I just finished reading Cory Doctorow's book, "Information Doesn't Want to Be Free: Laws for the Internet Age."
One of his points is that copyright protection has typically served incumbents and currently serves dominant incumbents, more than it serves creators or consumers of art/news/fiction/etc.
The movie industry ended up in California because prior to that, a single company was the gatekeeper for movie-making: Edison, Inc. If Edison didn't sign off on your movie and get a licensing fee, he would sue. So the studios - Fox, Universal - fled to California where the courts were less interested in enforcing the patents of a New Jersey company. But once they had wrested control from Edison, believing it was just unacceptable that a single company should control all movies, they came to believe that the right number was six companies that should control all movies.
He says that at every turn, people said THIS will ruin THAT. Recorded music would destroy music as we know it. Then radio would destroy music as we know it. Then the internet and so forth.

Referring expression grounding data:
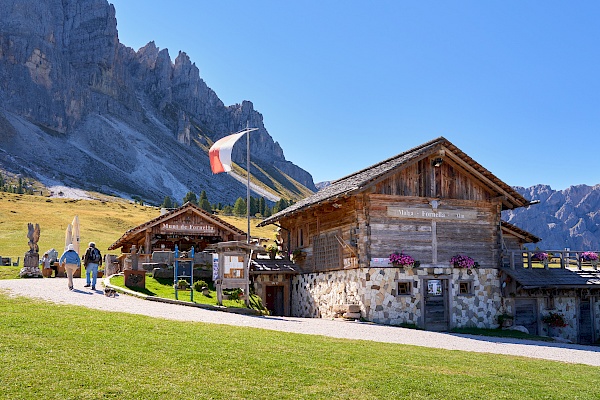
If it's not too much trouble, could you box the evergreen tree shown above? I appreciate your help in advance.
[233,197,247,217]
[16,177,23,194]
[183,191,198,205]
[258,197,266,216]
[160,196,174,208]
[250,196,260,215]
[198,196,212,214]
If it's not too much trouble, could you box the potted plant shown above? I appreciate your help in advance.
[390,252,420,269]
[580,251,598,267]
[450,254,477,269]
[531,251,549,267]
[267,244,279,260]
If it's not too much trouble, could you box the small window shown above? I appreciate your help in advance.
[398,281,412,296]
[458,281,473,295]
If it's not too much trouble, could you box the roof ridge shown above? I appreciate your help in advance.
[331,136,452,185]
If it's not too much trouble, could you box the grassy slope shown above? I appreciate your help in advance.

▸ Directions
Repeat the passage on copyright above word for word, from its first sentence to its last.

▸ Answer to this exercise
I just finished reading Cory Doctorow's book, "Information Doesn't Want to Be Free: Laws for the Internet Age."
One of his points is that copyright protection has typically served incumbents and currently serves dominant incumbents, more than it serves creators or consumers of art/news/fiction/etc.
The movie industry ended up in California because prior to that, a single company was the gatekeeper for movie-making: Edison, Inc. If Edison didn't sign off on your movie and get a licensing fee, he would sue. So the studios - Fox, Universal - fled to California where the courts were less interested in enforcing the patents of a New Jersey company. But once they had wrested control from Edison, believing it was just unacceptable that a single company should control all movies, they came to believe that the right number was six companies that should control all movies.
He says that at every turn, people said THIS will ruin THAT. Recorded music would destroy music as we know it. Then radio would destroy music as we know it. Then the internet and so forth.